### EXCERPT
+===+

Sun. Jul 25th, 2021
Football scrum

THE SOMME, FRANCE – An incensed coronavirus last night withdrew from its commitment to a footballing truce on Christmas Day after the government announced the Pfizer vaccine would begin distribution on Tuesday.

I am incandescent with rage, or possibly a fever. I’d already erected the goalposts, painted the lines, and was partway through slicing oranges, when what should I hear? That before Santa even arrives, immunisation will kick-off. If this is the government pausing hostilities, then I’d like to see all-out war.

Corona Virus. just doing its thing

Originally, Number 10 had negotiated a ceasefire with the pandemic for an afternoon’s kickabout between man and disease. Were 68 million Brits to take on one respiratory infection, the nation would breathe easier, whilst Covid-19 could flaunt its prowess in the air. These plans, though, have been upended.

I feel betrayed, I would smell a rat, if I hadn’t lost that particular sense. Typical of this government – U-turn after U-turn. If they so readily stab a household name like me in the back, is anyone safe?

+===+

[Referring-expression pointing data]
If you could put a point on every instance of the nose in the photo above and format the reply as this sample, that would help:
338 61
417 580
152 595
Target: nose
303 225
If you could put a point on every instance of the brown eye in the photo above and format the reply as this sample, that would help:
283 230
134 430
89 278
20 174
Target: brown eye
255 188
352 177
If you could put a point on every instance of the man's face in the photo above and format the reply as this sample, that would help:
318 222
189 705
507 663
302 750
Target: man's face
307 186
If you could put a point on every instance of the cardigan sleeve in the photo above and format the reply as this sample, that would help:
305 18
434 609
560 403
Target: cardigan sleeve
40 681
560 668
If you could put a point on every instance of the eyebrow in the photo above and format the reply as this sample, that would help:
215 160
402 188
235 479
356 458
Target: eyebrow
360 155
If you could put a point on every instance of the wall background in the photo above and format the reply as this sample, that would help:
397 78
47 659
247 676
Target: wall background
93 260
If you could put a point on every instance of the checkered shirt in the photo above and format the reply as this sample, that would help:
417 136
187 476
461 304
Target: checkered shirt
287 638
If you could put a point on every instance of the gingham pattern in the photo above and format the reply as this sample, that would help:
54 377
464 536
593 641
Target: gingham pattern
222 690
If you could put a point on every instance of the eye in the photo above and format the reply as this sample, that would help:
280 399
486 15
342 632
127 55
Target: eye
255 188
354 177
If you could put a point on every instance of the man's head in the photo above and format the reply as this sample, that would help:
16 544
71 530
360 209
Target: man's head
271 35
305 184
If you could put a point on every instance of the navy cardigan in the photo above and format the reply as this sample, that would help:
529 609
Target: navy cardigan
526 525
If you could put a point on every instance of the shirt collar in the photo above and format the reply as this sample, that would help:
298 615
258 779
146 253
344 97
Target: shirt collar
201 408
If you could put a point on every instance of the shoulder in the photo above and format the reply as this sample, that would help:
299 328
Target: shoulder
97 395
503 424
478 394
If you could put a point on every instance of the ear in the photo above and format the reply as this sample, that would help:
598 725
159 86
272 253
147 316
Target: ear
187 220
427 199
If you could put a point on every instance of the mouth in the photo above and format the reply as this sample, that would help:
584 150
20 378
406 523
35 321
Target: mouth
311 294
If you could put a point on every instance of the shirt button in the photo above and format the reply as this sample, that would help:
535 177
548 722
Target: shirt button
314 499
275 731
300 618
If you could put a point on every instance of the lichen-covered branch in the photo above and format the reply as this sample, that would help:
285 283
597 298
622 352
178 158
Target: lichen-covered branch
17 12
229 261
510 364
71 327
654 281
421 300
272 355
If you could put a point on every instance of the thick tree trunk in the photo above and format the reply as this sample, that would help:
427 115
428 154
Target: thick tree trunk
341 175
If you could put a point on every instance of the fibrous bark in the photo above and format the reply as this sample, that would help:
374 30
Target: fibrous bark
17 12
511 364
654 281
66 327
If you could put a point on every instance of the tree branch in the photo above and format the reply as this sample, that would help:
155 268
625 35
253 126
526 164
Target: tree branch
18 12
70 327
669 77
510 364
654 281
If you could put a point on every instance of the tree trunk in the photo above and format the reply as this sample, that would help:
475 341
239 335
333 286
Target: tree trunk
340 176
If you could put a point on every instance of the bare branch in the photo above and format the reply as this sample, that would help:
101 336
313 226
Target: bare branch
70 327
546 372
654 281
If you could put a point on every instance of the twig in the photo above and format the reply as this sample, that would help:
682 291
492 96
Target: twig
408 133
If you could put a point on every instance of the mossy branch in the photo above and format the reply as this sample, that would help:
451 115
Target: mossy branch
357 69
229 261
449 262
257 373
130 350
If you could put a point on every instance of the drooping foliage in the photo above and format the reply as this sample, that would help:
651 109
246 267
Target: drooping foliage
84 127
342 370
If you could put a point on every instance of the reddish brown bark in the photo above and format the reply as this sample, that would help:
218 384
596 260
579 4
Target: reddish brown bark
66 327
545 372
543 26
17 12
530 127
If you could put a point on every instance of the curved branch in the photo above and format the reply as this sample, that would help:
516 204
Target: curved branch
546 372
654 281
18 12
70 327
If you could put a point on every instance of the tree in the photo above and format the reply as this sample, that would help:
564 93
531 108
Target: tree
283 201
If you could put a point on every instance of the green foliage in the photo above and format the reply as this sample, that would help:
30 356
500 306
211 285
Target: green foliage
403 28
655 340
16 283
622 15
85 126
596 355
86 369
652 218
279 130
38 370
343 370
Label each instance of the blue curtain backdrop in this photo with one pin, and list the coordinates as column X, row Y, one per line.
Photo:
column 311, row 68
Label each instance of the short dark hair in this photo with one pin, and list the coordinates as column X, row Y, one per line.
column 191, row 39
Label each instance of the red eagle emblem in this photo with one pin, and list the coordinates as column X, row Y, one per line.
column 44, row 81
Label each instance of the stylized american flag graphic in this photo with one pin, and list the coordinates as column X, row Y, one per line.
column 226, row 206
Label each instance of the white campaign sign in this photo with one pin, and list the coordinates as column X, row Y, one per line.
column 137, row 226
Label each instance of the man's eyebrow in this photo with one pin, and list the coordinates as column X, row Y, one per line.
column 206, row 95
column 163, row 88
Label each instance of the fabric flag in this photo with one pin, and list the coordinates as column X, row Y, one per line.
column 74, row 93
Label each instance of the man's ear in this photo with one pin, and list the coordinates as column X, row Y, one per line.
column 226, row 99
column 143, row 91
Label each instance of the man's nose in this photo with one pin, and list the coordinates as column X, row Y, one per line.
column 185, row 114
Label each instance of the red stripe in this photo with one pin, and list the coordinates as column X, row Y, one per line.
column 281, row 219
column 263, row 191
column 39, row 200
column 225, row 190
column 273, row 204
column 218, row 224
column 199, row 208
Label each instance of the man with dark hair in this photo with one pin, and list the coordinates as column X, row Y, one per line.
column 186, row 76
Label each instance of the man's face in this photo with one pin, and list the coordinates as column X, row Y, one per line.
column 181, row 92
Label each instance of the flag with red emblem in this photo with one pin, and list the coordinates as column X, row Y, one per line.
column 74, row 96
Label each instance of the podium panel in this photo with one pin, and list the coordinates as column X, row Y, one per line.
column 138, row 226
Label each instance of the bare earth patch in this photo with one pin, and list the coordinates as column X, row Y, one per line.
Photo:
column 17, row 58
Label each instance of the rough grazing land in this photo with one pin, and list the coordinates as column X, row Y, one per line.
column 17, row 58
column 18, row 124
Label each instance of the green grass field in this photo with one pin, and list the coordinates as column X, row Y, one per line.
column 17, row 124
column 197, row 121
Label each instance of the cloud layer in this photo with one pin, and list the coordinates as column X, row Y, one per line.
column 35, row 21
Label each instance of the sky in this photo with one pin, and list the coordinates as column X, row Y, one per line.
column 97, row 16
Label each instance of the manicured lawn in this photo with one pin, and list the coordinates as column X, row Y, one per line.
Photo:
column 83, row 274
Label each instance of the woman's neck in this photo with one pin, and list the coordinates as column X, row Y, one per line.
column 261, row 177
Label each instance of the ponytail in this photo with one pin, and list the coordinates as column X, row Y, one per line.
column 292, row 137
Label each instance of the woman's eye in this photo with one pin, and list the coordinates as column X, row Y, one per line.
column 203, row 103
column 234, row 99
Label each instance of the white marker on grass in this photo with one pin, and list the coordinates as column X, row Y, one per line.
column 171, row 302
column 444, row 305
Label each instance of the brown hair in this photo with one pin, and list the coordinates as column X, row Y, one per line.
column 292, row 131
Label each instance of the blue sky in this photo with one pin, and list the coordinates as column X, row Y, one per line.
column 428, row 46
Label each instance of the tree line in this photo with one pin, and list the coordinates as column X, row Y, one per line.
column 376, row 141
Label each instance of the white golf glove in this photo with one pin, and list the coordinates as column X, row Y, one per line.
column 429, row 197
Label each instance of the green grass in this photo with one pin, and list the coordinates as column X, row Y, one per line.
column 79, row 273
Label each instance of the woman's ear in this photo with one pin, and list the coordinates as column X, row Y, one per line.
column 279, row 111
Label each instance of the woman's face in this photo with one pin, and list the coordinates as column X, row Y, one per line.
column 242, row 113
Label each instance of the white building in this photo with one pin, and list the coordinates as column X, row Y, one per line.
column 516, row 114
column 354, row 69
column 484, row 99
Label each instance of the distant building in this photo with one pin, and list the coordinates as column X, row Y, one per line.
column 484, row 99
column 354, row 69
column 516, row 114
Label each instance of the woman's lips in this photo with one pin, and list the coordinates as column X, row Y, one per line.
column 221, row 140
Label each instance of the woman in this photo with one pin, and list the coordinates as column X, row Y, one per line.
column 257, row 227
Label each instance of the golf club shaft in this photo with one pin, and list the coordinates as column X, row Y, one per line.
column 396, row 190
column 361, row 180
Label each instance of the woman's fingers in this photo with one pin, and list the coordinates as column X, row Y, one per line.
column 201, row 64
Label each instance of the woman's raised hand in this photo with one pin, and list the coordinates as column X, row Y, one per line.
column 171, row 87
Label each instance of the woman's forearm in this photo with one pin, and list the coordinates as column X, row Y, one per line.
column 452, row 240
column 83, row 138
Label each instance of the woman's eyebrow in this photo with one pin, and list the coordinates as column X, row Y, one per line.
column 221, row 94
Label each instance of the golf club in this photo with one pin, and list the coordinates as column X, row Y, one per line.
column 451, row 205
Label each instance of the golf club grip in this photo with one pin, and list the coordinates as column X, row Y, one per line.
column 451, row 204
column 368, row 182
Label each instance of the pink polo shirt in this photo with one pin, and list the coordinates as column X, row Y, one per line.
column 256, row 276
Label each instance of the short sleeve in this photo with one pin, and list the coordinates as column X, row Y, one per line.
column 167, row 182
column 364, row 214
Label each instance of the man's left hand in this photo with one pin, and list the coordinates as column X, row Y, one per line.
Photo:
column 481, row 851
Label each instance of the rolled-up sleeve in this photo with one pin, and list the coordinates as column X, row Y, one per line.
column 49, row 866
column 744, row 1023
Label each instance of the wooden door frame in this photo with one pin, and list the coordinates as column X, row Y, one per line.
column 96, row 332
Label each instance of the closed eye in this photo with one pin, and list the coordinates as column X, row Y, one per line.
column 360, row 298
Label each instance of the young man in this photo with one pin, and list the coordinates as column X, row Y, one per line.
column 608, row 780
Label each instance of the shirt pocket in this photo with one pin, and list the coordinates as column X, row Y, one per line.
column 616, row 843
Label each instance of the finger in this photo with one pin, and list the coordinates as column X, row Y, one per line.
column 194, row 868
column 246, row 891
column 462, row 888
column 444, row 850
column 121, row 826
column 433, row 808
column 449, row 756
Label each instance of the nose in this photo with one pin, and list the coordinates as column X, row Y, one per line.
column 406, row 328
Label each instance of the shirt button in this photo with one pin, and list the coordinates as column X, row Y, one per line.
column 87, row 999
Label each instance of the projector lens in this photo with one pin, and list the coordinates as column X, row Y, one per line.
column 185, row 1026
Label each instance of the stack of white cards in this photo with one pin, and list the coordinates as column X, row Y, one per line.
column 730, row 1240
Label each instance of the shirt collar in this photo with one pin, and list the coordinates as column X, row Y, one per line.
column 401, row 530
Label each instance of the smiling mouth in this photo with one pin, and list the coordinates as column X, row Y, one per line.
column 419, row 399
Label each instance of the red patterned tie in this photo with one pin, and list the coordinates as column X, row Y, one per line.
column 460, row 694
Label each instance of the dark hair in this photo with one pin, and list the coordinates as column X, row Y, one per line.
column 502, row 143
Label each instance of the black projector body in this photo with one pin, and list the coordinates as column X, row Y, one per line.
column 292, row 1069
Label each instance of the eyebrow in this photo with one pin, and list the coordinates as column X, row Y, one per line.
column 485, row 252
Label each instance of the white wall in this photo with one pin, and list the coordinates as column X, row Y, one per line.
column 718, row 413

+===+

### TASK INSTRUCTIONS
Write the next part of the article about the coronavirus pulling out of the Christmas football truce, starting after its final sentence. The listing has nothing to do with this.

### OUTPUT
A persistent cough

Sporting administrators also bemoaned the decision. “The Tories’ reluctance to safeguard live sport is shameful,” said outgoing FA chair Greg Clarke. “Soon all footballers will be job-hunting: Irishmen returning to the potato fields, Asians to our IT department and as for Afro-Caribbeans–” Clarke was here caught in a large net before he could further besmirch the game’s previously spotless reputation.

“I’m out for revenge,” fumed the novel coronavirus.

They think it’s all over by Christmas – it isn’t now!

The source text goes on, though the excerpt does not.